• Task input

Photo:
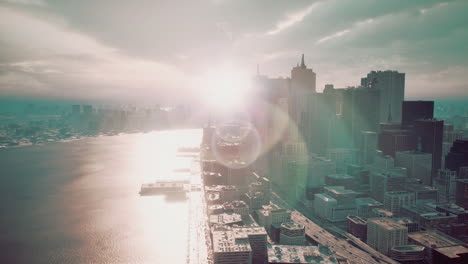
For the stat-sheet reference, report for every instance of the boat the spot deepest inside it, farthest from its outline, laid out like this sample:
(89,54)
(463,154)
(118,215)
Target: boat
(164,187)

---

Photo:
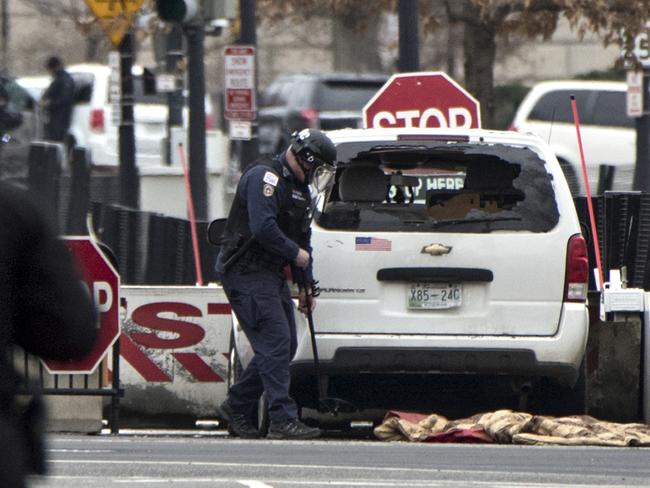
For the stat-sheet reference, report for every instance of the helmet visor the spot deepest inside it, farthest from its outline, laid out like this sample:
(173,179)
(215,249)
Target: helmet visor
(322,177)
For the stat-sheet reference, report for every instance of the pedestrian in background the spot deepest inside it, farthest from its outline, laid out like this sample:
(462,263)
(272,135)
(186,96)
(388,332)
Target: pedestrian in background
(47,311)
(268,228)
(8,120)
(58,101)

==

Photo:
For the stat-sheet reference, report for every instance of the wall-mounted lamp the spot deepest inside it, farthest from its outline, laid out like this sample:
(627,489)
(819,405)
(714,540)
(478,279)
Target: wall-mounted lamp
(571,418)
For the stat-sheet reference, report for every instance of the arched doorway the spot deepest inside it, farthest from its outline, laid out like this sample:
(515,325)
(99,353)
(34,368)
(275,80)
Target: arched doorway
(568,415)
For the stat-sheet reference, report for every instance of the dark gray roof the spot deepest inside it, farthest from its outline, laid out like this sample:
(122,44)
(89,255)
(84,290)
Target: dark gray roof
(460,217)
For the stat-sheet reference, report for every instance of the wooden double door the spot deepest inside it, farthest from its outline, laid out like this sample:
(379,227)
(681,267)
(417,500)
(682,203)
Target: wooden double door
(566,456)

• Work task
Whenever the word "deepest" occurs in a line of the records, that line counts toward the total; state the total only.

• Solution for this task
7